▶ _WHAT IS ASKED_
Extract every line of the data below and reproduce each one unchanged.

▶ _Region labeling data_
--- start ---

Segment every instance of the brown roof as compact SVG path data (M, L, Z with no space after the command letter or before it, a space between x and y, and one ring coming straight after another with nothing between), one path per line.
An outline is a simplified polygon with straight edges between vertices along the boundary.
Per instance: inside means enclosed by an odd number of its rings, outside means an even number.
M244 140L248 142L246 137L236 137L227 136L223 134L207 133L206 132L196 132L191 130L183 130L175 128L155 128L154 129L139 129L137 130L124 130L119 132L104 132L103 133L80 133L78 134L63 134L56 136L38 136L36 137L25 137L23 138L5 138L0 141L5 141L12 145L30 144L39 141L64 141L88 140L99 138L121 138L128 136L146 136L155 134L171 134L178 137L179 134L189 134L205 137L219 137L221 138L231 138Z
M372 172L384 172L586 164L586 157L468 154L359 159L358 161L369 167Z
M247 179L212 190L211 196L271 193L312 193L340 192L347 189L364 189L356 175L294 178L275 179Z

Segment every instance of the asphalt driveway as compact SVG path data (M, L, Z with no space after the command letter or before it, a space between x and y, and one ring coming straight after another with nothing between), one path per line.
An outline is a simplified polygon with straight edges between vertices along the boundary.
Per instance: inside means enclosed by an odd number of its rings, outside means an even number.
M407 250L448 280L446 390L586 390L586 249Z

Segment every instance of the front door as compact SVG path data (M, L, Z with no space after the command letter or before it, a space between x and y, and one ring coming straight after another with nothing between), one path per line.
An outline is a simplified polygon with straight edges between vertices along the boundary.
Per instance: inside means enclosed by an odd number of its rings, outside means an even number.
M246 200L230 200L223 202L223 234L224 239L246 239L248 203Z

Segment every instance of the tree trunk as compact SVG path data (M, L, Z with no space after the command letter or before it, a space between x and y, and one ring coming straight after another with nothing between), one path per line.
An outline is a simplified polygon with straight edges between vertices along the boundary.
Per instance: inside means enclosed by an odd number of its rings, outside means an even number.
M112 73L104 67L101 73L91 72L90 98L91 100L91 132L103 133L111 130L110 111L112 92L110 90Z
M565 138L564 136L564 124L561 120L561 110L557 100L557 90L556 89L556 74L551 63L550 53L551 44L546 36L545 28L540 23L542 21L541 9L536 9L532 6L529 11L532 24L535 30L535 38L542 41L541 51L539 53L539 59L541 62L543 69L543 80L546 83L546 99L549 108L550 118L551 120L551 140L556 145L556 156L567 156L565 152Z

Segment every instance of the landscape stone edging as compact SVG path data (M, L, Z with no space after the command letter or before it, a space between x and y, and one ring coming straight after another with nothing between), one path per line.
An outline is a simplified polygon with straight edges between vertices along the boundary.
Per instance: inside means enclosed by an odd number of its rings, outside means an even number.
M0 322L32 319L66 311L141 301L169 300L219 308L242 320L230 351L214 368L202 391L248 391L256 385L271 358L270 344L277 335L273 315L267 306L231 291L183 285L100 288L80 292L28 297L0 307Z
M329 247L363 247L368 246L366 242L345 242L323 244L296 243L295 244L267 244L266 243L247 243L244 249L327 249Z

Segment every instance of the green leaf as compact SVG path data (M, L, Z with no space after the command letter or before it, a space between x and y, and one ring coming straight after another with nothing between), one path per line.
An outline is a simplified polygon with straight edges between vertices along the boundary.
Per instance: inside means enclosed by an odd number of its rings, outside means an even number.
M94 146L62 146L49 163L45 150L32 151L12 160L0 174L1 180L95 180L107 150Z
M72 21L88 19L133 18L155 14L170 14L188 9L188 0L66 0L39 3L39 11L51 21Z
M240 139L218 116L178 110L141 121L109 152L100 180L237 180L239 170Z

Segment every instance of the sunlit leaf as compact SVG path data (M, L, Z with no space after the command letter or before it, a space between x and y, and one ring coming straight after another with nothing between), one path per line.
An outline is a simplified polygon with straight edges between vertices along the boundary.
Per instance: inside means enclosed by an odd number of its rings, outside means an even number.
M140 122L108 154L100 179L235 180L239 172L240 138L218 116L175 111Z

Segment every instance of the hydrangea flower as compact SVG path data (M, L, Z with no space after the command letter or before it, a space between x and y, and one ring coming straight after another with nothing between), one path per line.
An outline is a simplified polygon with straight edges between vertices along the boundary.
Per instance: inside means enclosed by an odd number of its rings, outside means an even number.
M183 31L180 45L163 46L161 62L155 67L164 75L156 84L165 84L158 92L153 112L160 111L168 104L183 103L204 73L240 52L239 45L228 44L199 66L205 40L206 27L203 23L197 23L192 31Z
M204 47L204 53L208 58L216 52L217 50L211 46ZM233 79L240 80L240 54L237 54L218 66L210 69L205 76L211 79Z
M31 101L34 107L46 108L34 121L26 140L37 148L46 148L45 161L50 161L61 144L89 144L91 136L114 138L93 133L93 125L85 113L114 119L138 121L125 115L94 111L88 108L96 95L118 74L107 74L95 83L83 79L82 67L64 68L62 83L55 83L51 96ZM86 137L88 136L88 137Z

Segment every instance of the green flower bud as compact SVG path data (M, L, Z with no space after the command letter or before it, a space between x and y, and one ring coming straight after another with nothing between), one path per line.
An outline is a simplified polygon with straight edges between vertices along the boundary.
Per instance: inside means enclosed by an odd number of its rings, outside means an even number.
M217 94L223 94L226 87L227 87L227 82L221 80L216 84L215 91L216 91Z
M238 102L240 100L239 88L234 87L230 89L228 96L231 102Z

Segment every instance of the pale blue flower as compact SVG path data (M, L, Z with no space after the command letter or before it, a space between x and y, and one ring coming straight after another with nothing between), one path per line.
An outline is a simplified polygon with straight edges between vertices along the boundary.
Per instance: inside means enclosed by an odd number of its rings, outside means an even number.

--- end ---

▶ _OUTPUT BELOW_
Segment every instance of the brown roof as compact SVG path data (M, L, Z with no space after the command letter or before it, a space between x and y, and one ring coming straight after another with nothing between), one path per line.
An outline is a simplified polygon with straight edges between vertices along the boundary.
Per instance: inside means enclosed by an odd number of its rings, outside means an even number.
M244 140L248 142L246 137L236 137L227 136L223 134L207 133L206 132L196 132L191 130L183 130L175 128L155 128L154 129L139 129L137 130L124 130L119 132L104 132L103 133L80 133L78 134L63 134L56 136L38 136L36 137L25 137L23 138L5 138L0 141L5 141L12 145L30 144L39 141L64 141L88 140L99 138L121 138L128 136L146 136L155 134L171 134L178 137L179 134L189 134L205 137L219 137L221 138L231 138Z
M372 172L384 172L586 164L586 157L468 154L359 159L358 161L369 167Z
M247 179L212 190L211 196L271 193L312 193L340 192L347 189L364 189L356 175L294 178L275 179Z

Segment every instance of the asphalt driveway as compact SVG path data (M, L, Z with no space after the command letter or before it, a space between x and y, and one ring coming straight after another with nothing between), one path per line.
An outline is a simplified polygon with straight edges between vertices along the boundary.
Per instance: inside means enclosed by an odd number of its rings, outside means an even number.
M407 250L448 280L446 390L586 390L586 249Z

Segment every instance of the front door as compact SVG path data (M, L, Z with no space after the command letter or before it, a space between x and y, and one ring coming straight after another with nothing between), one path per line.
An outline is a simplified polygon with straight edges between vertices along the boundary.
Per instance: inside means enclosed by an odd number of its rings, outside means an even number.
M246 200L230 200L223 202L223 234L224 239L246 239L248 203Z

Segment every instance of the tree trunk as compact SVG path data (M, L, Z with no space after the command letter or before it, a space between x and y, and one ring coming straight after another with nothing between), one path per line.
An outline is a simplified polygon with straight edges between vertices along the boundary.
Per instance: inside means enclosed by an odd number of its rings, outside means an even number.
M112 73L104 67L101 73L91 72L90 98L91 100L91 132L103 133L111 130L110 111L112 92L110 90Z
M565 138L564 136L564 124L561 120L561 110L557 100L557 90L556 89L556 74L551 63L550 53L551 44L546 36L545 28L540 23L542 21L541 9L536 9L532 6L529 11L532 24L535 30L535 38L542 41L541 51L539 53L539 59L541 62L543 69L543 80L546 83L546 99L549 108L550 118L551 120L551 140L556 145L556 156L567 156L565 152Z

Segment every instance of the landscape stone edging as compact SVG path data (M, L, Z with no space after the command letter or before it, a space between x and y, and one ring coming straight after another with nothing between), one path per line.
An outline is a simplified polygon with straight edges between vertices along the boundary.
Per instance: inside means enclosed by an odd number of its rings, outside means an even number.
M0 322L32 319L66 311L141 301L169 300L219 308L242 320L230 351L214 368L202 391L248 391L256 385L271 358L270 344L277 335L273 315L267 306L231 291L183 285L100 288L80 292L28 297L0 307Z
M329 247L363 247L368 246L366 242L345 242L323 244L296 243L295 244L267 244L266 243L247 243L244 249L327 249Z

Segment every instance of the green leaf as compact SVG path data (M, L, Z with no space after the command letter or before it, a space between x and y, and one ring coming straight after another with nothing between), one path per line.
An outline is a simplified polygon with straight edges between vertices along the boundary.
Per instance: inside means enclosed by an odd number of its rings, outside means an even number.
M94 146L62 146L49 163L45 150L32 151L12 160L0 174L1 180L95 180L107 150Z
M72 21L88 19L133 18L155 14L170 14L188 9L188 0L66 0L39 3L39 11L51 21Z
M240 139L218 116L178 110L141 121L109 152L100 180L237 180L239 170Z

Segment every instance of the sunlit leaf as compact SVG path data (M, L, Z with no space after the command letter or before it, a space between x and y, and one ring coming straight after another with nothing between), one path per line.
An outline is a simplified polygon with straight edges between vertices along the boundary.
Per instance: inside means enclosed by an odd number of its rings, outside means an even number.
M140 122L108 154L100 179L235 180L239 172L240 138L218 116L175 111Z

Segment every instance of the hydrangea flower as compact SVG path data (M, L, Z with no space after the command letter or before it, a space between x and y, and one ring coming straight after another with nothing between), one path per line.
An outline is a simplified polygon with straight edges between vertices along the boundary.
Per instance: inside means enclosed by an odd number of its rings, outside means an even number.
M183 31L180 45L163 46L161 62L155 67L164 75L156 84L165 84L158 92L153 112L160 111L168 104L183 103L204 73L240 52L239 45L228 44L199 66L205 40L206 27L203 23L197 23L192 31Z
M204 47L204 53L208 58L216 52L217 50L211 46ZM233 79L240 80L240 54L237 54L218 66L210 69L205 76L211 79Z
M31 101L34 107L46 108L34 121L26 140L37 148L46 148L45 161L50 161L61 144L89 144L91 136L114 138L93 133L93 125L85 113L114 119L138 121L125 115L94 111L88 108L96 95L118 74L107 74L95 83L83 79L82 67L64 68L62 83L55 83L51 96ZM86 137L88 136L88 137Z

Segment every instance of the green flower bud as compact SVG path data (M, L, Z with no space after the command letter or before it, a space between x and y, and one ring coming straight after another with nothing between), one path per line.
An outline is a simplified polygon with straight edges between vertices along the boundary.
Per instance: inside means enclosed by an odd number of its rings, outside means an even number.
M217 94L223 94L226 87L227 87L227 82L221 80L216 84L215 91L216 91Z
M238 102L240 100L239 88L234 87L230 89L228 96L231 102Z

Segment every instance of the pale blue flower as compact SVG path data (M, L, Z with no space after the command letter or before it, a space between x and y, and one ring coming straight after another with nothing between), one path per line.
An outline is a simplified polygon with straight edges between vertices along the boundary.
Per instance: inside means enclosed by an odd number of its rings, outside means an even number.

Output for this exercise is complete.